Technical differences between Red Hat OpenJDK 8 for Windows and other mentioned builds are pretty minor, as all these builds pass TCK. Generally Red Hat builds are trying to stay as close as possible in behaviour to OpenJDK 8 package that is included in RHEL and CentOS.

Differences:

  1. RH OpenJDK 8 build is done from the sources of OpenJDK RPM package that is used on RHEL/CentOS. These sources are generally very close to upstream sources, but contain some changes (see points below) and may include some bugfixes (RPM patches) ahead of time. RHEL/CentOS changes can be tracked in a publicly-available repo for CentOS RPM

  2. RH OpenJDK 8 includes Shenandoah garbage collector

  3. RH OpenJDK 8 uses sources from RHEL/CentOS for dependency libraries (zlib, giflib, libjpeg-turbo, libpng, nss (nss is not used anymore)) instead of the (partial) sources of these libraries that are included in-tree in upstream jdk sources

  4. Elliptic Crypto implementation in RH OpenJDK 8 includes only 3 most popular elliptic curves - NIST P-256, NIST P-384 and NIST P-521.

_Provided data_
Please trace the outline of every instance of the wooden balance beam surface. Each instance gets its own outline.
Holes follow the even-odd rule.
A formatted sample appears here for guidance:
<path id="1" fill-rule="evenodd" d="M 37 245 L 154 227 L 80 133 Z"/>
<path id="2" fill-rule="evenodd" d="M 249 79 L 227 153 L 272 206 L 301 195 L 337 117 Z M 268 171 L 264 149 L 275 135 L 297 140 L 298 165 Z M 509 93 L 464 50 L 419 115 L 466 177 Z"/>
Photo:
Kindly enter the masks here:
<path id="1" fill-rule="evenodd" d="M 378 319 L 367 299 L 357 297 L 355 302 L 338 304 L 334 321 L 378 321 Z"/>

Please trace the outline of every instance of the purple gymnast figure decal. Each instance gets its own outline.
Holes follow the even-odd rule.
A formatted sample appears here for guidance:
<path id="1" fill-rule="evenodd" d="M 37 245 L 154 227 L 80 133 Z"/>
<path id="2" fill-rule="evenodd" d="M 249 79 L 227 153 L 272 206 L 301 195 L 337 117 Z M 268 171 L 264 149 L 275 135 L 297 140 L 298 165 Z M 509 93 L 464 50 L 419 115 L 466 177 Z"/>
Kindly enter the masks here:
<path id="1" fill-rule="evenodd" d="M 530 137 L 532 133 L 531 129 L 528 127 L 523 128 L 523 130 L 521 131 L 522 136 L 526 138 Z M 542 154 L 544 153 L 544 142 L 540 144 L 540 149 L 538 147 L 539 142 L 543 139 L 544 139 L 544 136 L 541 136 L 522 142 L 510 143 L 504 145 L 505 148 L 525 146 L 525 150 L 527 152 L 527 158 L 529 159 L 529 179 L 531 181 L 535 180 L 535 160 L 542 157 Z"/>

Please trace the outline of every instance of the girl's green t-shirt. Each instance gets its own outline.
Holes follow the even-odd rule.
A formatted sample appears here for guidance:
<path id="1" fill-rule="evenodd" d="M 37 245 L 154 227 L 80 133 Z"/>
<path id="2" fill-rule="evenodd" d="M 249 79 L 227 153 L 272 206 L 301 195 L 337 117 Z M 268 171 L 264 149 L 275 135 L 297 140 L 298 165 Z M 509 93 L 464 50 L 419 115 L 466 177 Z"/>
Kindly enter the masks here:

_To do_
• A. Return the passage of the OpenJDK note that begins at the words "3. RH OpenJDK" and stops after "and NIST P-521.", copied character for character.
• B. Retype from the entries, unchanged, the lines beginning at the line that has "Please trace the outline of every instance of the purple" and stopping after the line that has "530 137 L 532", both included, and nothing else.

_Results in order_
• A.
3. RH OpenJDK 8 uses sources from RHEL/CentOS for dependency libraries (zlib, giflib, libjpeg-turbo, libpng, nss (nss is not used anymore)) instead of the (partial) sources of these libraries that are included in-tree in upstream jdk sources

  4. Elliptic Crypto implementation in RH OpenJDK 8 includes only 3 most popular elliptic curves - NIST P-256, NIST P-384 and NIST P-521.

• B.
Please trace the outline of every instance of the purple gymnast figure decal. Each instance gets its own outline.
Holes follow the even-odd rule.
A formatted sample appears here for guidance:
<path id="1" fill-rule="evenodd" d="M 37 245 L 154 227 L 80 133 Z"/>
<path id="2" fill-rule="evenodd" d="M 249 79 L 227 153 L 272 206 L 301 195 L 337 117 Z M 268 171 L 264 149 L 275 135 L 297 140 L 298 165 Z M 509 93 L 464 50 L 419 115 L 466 177 Z"/>
Kindly enter the masks here:
<path id="1" fill-rule="evenodd" d="M 530 137 L 532 133 L 531 129 L 528 127 L 523 128 L 523 130 L 521 131 L 522 136 L 526 138 Z M 542 154 L 544 153 L 544 142 L 540 144 L 540 149 L 538 147 L 539 142 L 543 139 L 544 139 L 544 136 L 541 136 L 522 142 L 510 143 L 504 145 L 505 148 L 525 146 L 525 150 L 527 152 L 527 158 L 529 159 L 529 179 L 531 181 L 535 180 L 535 160 L 542 157 Z"/>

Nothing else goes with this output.